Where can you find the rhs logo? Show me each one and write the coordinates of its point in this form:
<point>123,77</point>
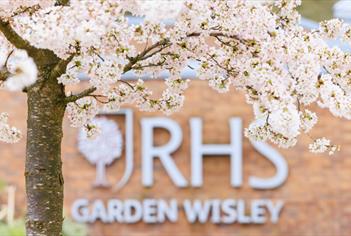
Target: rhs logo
<point>111,144</point>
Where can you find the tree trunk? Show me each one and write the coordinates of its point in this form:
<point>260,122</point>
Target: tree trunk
<point>44,181</point>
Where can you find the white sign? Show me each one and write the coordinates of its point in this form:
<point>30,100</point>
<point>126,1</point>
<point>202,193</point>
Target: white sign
<point>226,211</point>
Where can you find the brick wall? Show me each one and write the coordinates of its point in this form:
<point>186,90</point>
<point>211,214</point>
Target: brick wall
<point>317,192</point>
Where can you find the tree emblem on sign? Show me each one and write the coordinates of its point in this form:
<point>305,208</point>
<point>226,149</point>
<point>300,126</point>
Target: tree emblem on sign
<point>102,150</point>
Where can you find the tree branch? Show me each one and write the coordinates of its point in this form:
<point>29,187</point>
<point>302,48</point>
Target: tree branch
<point>80,95</point>
<point>60,67</point>
<point>143,54</point>
<point>40,56</point>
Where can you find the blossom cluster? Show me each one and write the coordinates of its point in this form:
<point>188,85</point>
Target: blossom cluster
<point>257,47</point>
<point>8,134</point>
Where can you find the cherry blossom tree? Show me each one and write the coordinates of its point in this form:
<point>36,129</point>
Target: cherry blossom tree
<point>103,149</point>
<point>256,47</point>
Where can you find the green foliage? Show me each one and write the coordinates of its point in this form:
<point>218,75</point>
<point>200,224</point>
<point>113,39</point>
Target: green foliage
<point>317,10</point>
<point>70,228</point>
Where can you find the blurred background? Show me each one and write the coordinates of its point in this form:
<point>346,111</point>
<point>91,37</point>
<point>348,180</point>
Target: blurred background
<point>316,193</point>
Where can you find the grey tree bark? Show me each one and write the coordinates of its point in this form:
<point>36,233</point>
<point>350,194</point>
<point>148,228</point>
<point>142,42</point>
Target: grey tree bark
<point>43,169</point>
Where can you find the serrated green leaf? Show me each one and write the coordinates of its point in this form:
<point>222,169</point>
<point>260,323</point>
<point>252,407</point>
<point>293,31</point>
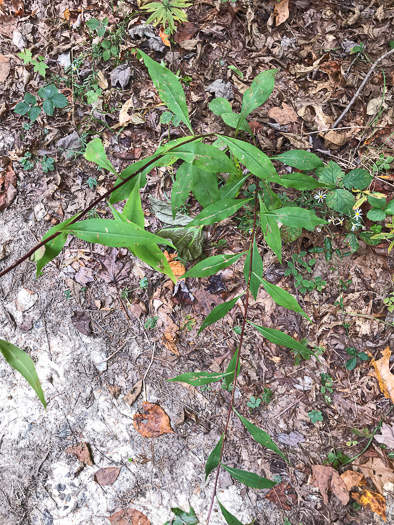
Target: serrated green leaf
<point>187,241</point>
<point>255,160</point>
<point>300,159</point>
<point>24,364</point>
<point>250,479</point>
<point>212,265</point>
<point>260,436</point>
<point>95,152</point>
<point>213,458</point>
<point>358,179</point>
<point>296,217</point>
<point>169,88</point>
<point>218,211</point>
<point>260,89</point>
<point>112,233</point>
<point>218,313</point>
<point>279,338</point>
<point>340,200</point>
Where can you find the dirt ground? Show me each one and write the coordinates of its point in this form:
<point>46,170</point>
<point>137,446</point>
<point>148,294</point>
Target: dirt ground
<point>87,336</point>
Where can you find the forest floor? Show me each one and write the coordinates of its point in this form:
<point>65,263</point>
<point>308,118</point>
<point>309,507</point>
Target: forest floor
<point>103,327</point>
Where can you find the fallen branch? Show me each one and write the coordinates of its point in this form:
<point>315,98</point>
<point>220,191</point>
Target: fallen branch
<point>344,112</point>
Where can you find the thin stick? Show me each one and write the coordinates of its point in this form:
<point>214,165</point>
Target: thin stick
<point>230,410</point>
<point>362,86</point>
<point>95,202</point>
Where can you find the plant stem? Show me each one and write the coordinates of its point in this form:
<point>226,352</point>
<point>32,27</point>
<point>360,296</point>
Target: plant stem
<point>95,202</point>
<point>238,358</point>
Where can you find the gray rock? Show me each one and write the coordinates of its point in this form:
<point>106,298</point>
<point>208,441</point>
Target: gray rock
<point>220,88</point>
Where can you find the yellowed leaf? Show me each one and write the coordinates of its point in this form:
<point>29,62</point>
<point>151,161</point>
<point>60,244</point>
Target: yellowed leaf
<point>372,501</point>
<point>383,374</point>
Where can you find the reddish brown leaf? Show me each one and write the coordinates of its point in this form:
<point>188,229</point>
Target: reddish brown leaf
<point>283,495</point>
<point>326,478</point>
<point>82,452</point>
<point>153,422</point>
<point>372,501</point>
<point>128,517</point>
<point>107,476</point>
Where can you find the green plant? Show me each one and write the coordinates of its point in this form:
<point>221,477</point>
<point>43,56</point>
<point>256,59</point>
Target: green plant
<point>315,416</point>
<point>151,322</point>
<point>52,99</point>
<point>27,161</point>
<point>39,64</point>
<point>356,355</point>
<point>166,13</point>
<point>48,164</point>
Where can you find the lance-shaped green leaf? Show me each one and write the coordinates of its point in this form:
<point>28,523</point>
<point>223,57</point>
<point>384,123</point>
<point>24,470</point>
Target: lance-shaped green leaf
<point>95,153</point>
<point>296,217</point>
<point>169,88</point>
<point>24,364</point>
<point>279,338</point>
<point>300,159</point>
<point>218,211</point>
<point>260,436</point>
<point>257,269</point>
<point>254,159</point>
<point>282,297</point>
<point>52,248</point>
<point>270,231</point>
<point>204,156</point>
<point>212,265</point>
<point>230,518</point>
<point>218,312</point>
<point>199,378</point>
<point>260,89</point>
<point>112,233</point>
<point>250,479</point>
<point>214,457</point>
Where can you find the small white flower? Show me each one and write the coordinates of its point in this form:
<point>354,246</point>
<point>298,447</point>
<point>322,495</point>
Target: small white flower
<point>358,213</point>
<point>320,196</point>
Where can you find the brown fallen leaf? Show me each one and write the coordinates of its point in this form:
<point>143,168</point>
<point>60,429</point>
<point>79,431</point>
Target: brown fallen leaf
<point>131,396</point>
<point>326,478</point>
<point>82,452</point>
<point>128,517</point>
<point>372,501</point>
<point>107,476</point>
<point>387,436</point>
<point>5,68</point>
<point>283,495</point>
<point>383,374</point>
<point>283,115</point>
<point>352,479</point>
<point>153,422</point>
<point>281,12</point>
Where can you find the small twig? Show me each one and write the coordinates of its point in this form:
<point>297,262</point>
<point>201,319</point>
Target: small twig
<point>362,86</point>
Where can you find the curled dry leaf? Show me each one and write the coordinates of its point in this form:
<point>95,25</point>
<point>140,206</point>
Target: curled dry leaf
<point>107,476</point>
<point>281,12</point>
<point>153,422</point>
<point>82,452</point>
<point>128,517</point>
<point>372,501</point>
<point>131,396</point>
<point>326,478</point>
<point>383,374</point>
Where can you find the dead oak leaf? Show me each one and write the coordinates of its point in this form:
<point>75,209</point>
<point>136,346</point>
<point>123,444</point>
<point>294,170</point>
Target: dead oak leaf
<point>383,374</point>
<point>372,501</point>
<point>82,452</point>
<point>107,476</point>
<point>153,422</point>
<point>326,478</point>
<point>129,517</point>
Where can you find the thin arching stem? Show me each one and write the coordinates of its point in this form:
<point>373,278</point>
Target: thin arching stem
<point>245,314</point>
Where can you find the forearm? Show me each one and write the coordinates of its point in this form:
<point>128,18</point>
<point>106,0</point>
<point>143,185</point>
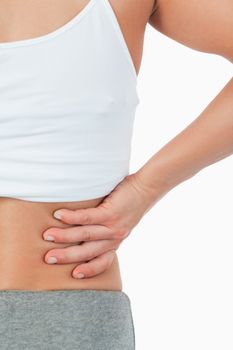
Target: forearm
<point>208,139</point>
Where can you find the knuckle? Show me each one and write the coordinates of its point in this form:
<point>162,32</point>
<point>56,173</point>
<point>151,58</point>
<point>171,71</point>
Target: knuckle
<point>121,233</point>
<point>86,235</point>
<point>90,270</point>
<point>86,217</point>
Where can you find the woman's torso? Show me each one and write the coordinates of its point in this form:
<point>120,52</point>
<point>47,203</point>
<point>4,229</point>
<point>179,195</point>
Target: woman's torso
<point>22,222</point>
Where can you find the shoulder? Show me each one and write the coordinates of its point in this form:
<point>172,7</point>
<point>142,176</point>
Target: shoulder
<point>199,24</point>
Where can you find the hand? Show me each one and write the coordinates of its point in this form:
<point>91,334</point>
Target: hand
<point>100,230</point>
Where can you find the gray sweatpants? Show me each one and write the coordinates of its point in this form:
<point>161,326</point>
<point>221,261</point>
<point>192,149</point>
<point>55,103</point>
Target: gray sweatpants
<point>66,320</point>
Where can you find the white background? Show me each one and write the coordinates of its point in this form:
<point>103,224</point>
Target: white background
<point>177,263</point>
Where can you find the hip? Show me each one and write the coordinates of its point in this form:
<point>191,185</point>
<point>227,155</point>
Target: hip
<point>75,319</point>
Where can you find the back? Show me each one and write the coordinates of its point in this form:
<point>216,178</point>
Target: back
<point>67,107</point>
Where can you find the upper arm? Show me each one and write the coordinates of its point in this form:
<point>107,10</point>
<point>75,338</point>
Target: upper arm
<point>202,25</point>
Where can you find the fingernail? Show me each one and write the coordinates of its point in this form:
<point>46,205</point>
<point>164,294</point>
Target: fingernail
<point>79,275</point>
<point>57,214</point>
<point>51,260</point>
<point>49,238</point>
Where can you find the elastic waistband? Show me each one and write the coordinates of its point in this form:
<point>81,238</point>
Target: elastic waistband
<point>64,294</point>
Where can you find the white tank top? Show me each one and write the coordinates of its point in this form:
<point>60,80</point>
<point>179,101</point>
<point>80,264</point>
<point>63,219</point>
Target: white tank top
<point>67,108</point>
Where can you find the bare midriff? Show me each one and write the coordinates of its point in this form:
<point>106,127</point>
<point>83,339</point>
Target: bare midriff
<point>22,249</point>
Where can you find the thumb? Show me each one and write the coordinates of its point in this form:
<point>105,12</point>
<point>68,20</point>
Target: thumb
<point>86,216</point>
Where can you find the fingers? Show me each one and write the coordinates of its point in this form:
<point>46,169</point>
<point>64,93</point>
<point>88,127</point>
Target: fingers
<point>95,266</point>
<point>82,216</point>
<point>78,234</point>
<point>80,253</point>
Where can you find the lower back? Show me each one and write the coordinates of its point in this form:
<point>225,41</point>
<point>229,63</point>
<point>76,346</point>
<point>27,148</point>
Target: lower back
<point>22,249</point>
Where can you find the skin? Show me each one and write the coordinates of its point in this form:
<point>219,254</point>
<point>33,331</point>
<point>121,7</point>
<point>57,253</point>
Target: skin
<point>102,225</point>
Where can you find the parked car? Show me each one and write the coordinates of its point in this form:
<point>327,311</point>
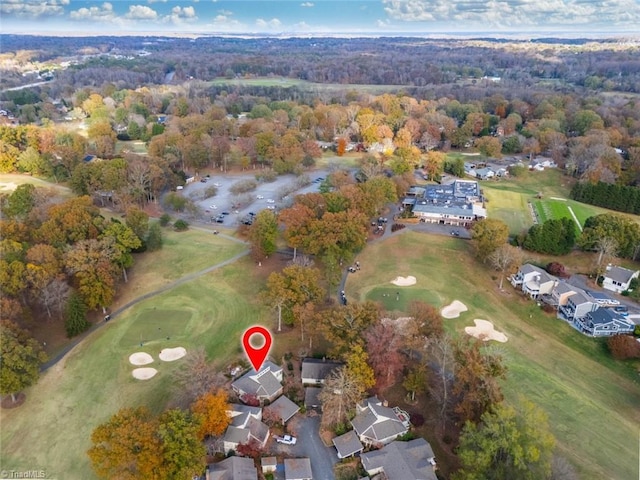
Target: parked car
<point>286,440</point>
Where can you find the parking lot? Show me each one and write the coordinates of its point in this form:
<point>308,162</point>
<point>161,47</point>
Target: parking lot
<point>223,208</point>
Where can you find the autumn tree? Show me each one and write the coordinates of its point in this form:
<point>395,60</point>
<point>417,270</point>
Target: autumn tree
<point>504,259</point>
<point>124,241</point>
<point>263,234</point>
<point>508,442</point>
<point>343,327</point>
<point>476,386</point>
<point>415,382</point>
<point>75,321</point>
<point>339,396</point>
<point>183,452</point>
<point>21,357</point>
<point>91,264</point>
<point>196,376</point>
<point>211,410</point>
<point>128,446</point>
<point>357,365</point>
<point>487,235</point>
<point>383,349</point>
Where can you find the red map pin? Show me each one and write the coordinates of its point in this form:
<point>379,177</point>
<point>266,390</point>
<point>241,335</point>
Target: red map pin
<point>258,355</point>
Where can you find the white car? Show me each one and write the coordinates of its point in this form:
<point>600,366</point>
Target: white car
<point>287,440</point>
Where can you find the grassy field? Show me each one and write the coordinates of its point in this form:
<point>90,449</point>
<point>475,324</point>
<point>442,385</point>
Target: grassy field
<point>303,85</point>
<point>593,402</point>
<point>51,431</point>
<point>508,200</point>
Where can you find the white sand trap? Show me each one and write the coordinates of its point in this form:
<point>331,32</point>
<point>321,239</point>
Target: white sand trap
<point>140,358</point>
<point>171,354</point>
<point>484,330</point>
<point>404,281</point>
<point>454,309</point>
<point>144,373</point>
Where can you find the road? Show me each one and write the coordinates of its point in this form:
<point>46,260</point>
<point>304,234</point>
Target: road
<point>310,445</point>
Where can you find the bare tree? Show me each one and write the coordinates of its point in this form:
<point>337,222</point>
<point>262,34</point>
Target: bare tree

TASK BRIEF:
Reproduce word for word the material above, starting with the line that has "Where can you find the blossom" and stopping after the line that has "<point>350,194</point>".

TASK RESPONSE:
Where can you find the blossom cluster? Show me each one and write the coordinates of its point in this form:
<point>188,85</point>
Target: blossom cluster
<point>257,47</point>
<point>8,134</point>
Where can you find the cherry blossom tree? Show me each one and write the coordinates of its point in this form:
<point>36,129</point>
Target: cherry blossom tree
<point>103,149</point>
<point>256,47</point>
Where can you find the green foliage? Show me each one and write the coordinates of its point in this form:
<point>218,75</point>
<point>200,224</point>
<point>113,39</point>
Target: green foliage
<point>317,10</point>
<point>70,228</point>
Where can you find the blurred background? Show me each one and write the coordinates of its point in this form:
<point>346,111</point>
<point>91,37</point>
<point>348,180</point>
Target: blurred background
<point>316,193</point>
Where can you find the grey tree bark? Show me each one and write the coordinates of its point in this form:
<point>36,233</point>
<point>350,194</point>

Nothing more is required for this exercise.